- [Data for the task]:
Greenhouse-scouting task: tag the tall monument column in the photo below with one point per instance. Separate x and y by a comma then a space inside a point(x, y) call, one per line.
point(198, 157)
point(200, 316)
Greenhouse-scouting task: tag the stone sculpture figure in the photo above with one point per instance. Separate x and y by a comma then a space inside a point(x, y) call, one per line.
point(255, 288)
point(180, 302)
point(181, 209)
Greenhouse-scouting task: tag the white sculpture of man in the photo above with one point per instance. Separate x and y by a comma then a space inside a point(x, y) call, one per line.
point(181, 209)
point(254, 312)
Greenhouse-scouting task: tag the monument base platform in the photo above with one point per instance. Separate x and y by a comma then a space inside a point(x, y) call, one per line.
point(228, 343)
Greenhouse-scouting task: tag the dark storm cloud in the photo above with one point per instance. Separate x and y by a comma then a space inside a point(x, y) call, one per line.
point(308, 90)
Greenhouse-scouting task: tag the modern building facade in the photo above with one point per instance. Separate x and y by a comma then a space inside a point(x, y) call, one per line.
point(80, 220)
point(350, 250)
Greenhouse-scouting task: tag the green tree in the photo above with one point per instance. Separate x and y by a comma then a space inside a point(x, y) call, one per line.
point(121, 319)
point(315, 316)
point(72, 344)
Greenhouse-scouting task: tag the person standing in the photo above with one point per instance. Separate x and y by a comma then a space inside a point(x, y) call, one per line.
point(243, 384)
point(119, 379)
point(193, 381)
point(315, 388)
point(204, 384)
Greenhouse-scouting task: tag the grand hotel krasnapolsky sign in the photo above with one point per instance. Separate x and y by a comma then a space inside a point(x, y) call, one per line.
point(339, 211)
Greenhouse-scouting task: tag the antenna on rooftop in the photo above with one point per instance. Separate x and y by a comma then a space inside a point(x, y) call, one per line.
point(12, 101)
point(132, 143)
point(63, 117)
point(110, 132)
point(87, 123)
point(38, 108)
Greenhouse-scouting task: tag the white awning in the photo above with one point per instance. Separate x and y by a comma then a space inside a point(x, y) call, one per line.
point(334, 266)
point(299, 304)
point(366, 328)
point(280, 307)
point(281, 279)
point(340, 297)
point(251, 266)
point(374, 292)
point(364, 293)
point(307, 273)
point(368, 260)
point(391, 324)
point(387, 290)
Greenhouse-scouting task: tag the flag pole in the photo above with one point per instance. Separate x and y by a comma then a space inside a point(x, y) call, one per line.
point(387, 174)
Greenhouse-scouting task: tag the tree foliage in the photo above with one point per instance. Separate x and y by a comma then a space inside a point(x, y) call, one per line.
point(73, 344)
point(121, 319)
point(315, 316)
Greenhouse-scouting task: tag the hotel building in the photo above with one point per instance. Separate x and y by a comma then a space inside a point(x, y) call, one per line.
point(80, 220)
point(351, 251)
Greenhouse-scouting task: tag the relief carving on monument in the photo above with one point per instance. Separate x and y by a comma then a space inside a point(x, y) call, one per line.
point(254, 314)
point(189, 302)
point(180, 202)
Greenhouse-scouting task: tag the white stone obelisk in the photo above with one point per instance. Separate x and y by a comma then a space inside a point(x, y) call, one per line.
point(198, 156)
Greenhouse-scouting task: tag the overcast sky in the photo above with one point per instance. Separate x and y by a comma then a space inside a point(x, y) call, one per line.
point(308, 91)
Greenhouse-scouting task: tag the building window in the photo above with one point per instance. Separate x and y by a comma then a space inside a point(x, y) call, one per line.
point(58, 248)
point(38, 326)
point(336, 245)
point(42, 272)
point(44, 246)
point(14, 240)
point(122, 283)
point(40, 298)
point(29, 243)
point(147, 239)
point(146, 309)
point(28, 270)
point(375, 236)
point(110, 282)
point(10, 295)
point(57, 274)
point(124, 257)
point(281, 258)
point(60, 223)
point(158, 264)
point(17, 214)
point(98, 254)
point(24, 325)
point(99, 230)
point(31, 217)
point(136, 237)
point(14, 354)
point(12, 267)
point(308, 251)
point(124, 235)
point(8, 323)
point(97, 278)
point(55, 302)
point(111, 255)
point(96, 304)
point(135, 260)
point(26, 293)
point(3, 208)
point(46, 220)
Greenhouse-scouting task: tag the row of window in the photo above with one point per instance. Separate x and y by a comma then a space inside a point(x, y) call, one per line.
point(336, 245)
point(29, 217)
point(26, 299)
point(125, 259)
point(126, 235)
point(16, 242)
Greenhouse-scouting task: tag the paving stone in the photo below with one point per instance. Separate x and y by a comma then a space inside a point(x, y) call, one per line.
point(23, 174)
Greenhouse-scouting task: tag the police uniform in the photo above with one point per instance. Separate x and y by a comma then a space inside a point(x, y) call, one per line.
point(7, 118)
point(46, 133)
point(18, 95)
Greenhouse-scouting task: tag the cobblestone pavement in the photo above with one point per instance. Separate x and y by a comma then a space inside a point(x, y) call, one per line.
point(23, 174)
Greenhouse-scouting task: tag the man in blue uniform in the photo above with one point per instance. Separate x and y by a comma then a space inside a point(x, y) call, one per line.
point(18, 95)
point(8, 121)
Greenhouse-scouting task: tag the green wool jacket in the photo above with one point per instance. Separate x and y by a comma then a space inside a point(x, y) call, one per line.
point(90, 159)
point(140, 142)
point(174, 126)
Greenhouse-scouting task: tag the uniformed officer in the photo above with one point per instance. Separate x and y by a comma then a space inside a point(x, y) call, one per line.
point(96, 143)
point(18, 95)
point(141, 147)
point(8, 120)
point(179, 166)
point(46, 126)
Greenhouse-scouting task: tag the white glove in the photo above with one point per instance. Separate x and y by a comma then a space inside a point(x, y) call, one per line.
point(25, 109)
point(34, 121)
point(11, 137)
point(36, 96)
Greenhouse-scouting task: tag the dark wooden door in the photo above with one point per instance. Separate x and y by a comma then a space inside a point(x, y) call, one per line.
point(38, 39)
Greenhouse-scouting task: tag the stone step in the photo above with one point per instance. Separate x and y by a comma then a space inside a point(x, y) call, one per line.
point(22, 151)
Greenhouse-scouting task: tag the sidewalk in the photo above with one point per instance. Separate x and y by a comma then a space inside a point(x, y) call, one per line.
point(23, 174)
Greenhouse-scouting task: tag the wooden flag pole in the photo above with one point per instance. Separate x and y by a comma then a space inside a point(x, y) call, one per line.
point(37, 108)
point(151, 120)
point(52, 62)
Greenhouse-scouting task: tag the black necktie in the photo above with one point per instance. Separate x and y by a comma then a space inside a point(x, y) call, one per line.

- [What you need to do]: Set out all the lines above as a numbered list, skipping any blank lines.

- [The reply]:
1. Greenhouse-scouting task: tag the tall monument column in the photo below with one point per instance. Separate x and y by a comma then a space inside a point(x, y) call, one per line.
2. point(198, 157)
3. point(200, 316)
4. Greenhouse-scouting task: tag the stone sculpture figure in the photo above with one point per instance. Separate x and y by a comma then a space inside a point(x, y) call, one per line.
5. point(255, 288)
6. point(180, 302)
7. point(181, 209)
8. Greenhouse-scouting task: tag the white sculpture of man in the photo above with one point per instance. Separate x and y by a comma then a space inside a point(x, y) call, one per line.
9. point(181, 209)
10. point(254, 312)
11. Greenhouse-scouting task: tag the monument base platform in the photo above with one point per instance. Separate x and y by a comma then a space inside a point(x, y) call, one per line.
12. point(228, 343)
13. Greenhouse-scouting task: tag the dark storm cloud in the photo above with one point per instance. Separate x and y by a comma then a space inside a point(x, y) call, one per line.
14. point(308, 90)
15. Greenhouse-scouting task: tag the modern building facade in the photo above with one point per instance. Separate x and y by a comma then a space inside a point(x, y) call, one per line.
16. point(80, 220)
17. point(350, 250)
18. Greenhouse-scouting task: tag the green tree in the photo above with one point per instance. Separate x and y by a comma then a space inside a point(x, y) call, one per line.
19. point(121, 319)
20. point(315, 316)
21. point(72, 344)
22. Greenhouse-scouting task: tag the person standing in the photo above with one point per instance. Separate x and y by a comma then a space inside a point(x, y) call, one per line.
23. point(243, 384)
24. point(119, 379)
25. point(193, 381)
26. point(315, 388)
27. point(204, 384)
28. Greenhouse-scouting task: tag the grand hotel krasnapolsky sign in the photo above with one point per instance. Separate x and y by a comma then a space inside a point(x, y) call, one per line.
29. point(339, 211)
30. Greenhouse-scouting task: tag the antenna on rooftop in the photo above with one point per instance. Separate x and y by a comma then a space inside a point(x, y) call, one per line.
31. point(12, 101)
32. point(132, 143)
33. point(63, 117)
34. point(110, 132)
35. point(87, 123)
36. point(38, 108)
37. Greenhouse-scouting task: tag the white awning in the photo above with one point per instance. Separate x and y by a comma then a space inside a point(x, y) call, one per line.
38. point(334, 266)
39. point(299, 304)
40. point(366, 328)
41. point(280, 307)
42. point(281, 279)
43. point(340, 297)
44. point(251, 266)
45. point(374, 292)
46. point(364, 293)
47. point(307, 273)
48. point(368, 260)
49. point(391, 324)
50. point(387, 290)
51. Greenhouse-scouting task: tag the flag pole in the photo above with one point per instance. Separate x and y by a comma then a space inside a point(x, y) call, one per line.
52. point(387, 174)
53. Greenhouse-scouting task: tag the tree foliage in the photo above with one point per instance. Separate x and y by a comma then a space inside a point(x, y) call, one per line.
54. point(73, 344)
55. point(121, 319)
56. point(315, 316)
57. Greenhouse-scouting task: tag the hotel building in the photo above with one point per instance. Separate x and y by a comma then a space inside a point(x, y) call, one per line.
58. point(80, 220)
59. point(351, 251)
60. Greenhouse-scouting task: tag the relief carving on monument in the photo above with one point per instance. Separate x and y by a comma then a space inside a point(x, y) call, one per line.
61. point(254, 314)
62. point(189, 302)
63. point(180, 202)
64. Greenhouse-scouting task: tag the white stone obelisk in the photo above with one point per instance. Separate x and y by a comma then a space inside a point(x, y) call, one per line.
65. point(198, 156)
66. Greenhouse-scouting task: tag the overcast sky in the photo above with one point per instance. Separate x and y by a comma then a space inside a point(x, y) call, one per line.
67. point(308, 91)
68. Greenhouse-scouting task: tag the building window in the photo above with one point per instance. Separate x and y by a comma then a space inside a point(x, y) call, one per line.
69. point(58, 248)
70. point(38, 326)
71. point(336, 245)
72. point(42, 272)
73. point(44, 246)
74. point(14, 240)
75. point(122, 283)
76. point(40, 298)
77. point(29, 243)
78. point(147, 239)
79. point(146, 309)
80. point(28, 270)
81. point(375, 236)
82. point(110, 282)
83. point(10, 295)
84. point(57, 274)
85. point(124, 257)
86. point(281, 258)
87. point(60, 223)
88. point(158, 264)
89. point(17, 214)
90. point(98, 254)
91. point(24, 325)
92. point(99, 230)
93. point(31, 217)
94. point(136, 237)
95. point(14, 354)
96. point(12, 267)
97. point(308, 251)
98. point(124, 235)
99. point(8, 323)
100. point(97, 278)
101. point(55, 302)
102. point(111, 255)
103. point(96, 304)
104. point(135, 260)
105. point(26, 293)
106. point(3, 208)
107. point(46, 220)
108. Greenhouse-scouting task: tag the row of window in the photo above with one point per instance. Separate x and y by a comma then a space inside a point(x, y) call, one per line.
109. point(336, 245)
110. point(29, 217)
111. point(26, 299)
112. point(125, 259)
113. point(126, 235)
114. point(16, 242)
115. Greenhouse-scouting task: tag the paving stone in the photo below with one point per instance. Separate x and y by a comma then a space inside a point(x, y) call, one per line.
116. point(23, 174)
117. Greenhouse-scouting task: tag the police uniform in the photo above with one point per instance. Separate x and y by a comma then a space inside a point(x, y) call, one per line.
118. point(7, 118)
119. point(46, 133)
120. point(18, 95)
121. Greenhouse-scouting task: tag the cobblestone pavement in the photo above with one point per instance. Separate x and y by a comma then a space inside a point(x, y) call, one per line.
122. point(23, 174)
123. Greenhouse-scouting task: tag the man in blue uniform in the photo above with one point per instance. Separate x and y by a comma then a space inside a point(x, y) call, one per line.
124. point(18, 95)
125. point(8, 121)
126. Greenhouse-scouting task: tag the green wool jacket in the photo above with one point per instance. Separate x and y by a comma then a space inside a point(x, y) call, one per line.
127. point(90, 159)
128. point(140, 142)
129. point(174, 126)
130. Greenhouse-scouting task: tag the uniformed officer in the photo above with one point per instance. Separate x and y by a comma then a space inside a point(x, y) call, one per line.
131. point(96, 143)
132. point(18, 95)
133. point(141, 147)
134. point(8, 120)
135. point(179, 166)
136. point(46, 126)
137. Greenhouse-scouting task: tag the white glove in the photo above with one point per instance. Separate x and y by a comma then a space inside a point(x, y) call, one per line.
138. point(25, 109)
139. point(34, 121)
140. point(11, 137)
141. point(36, 96)
142. Greenhouse-scouting task: tag the dark wooden door in the photo above with one point per instance. Separate x and y by a comma then a space inside a point(x, y) call, one per line.
143. point(38, 39)
144. Greenhouse-scouting task: tag the stone step in the photo above with one point per instance. Separate x and y by a comma then a space inside a point(x, y) call, one per line.
145. point(22, 151)
146. Greenhouse-scouting task: tag the sidewalk in the photo above with one point per instance. Separate x and y by a comma then a space inside a point(x, y) call, one per line.
147. point(23, 174)
148. Greenhouse-scouting task: tag the wooden flag pole in the photo above with one point per instance. Separate x and y by a comma then a space inside a point(x, y) call, one per line.
149. point(37, 108)
150. point(151, 120)
151. point(52, 62)
152. Greenhouse-scouting task: tag the black necktie in the photo above with one point per instance. Separate x and y by a comma then a space inside a point(x, y) call, one per line.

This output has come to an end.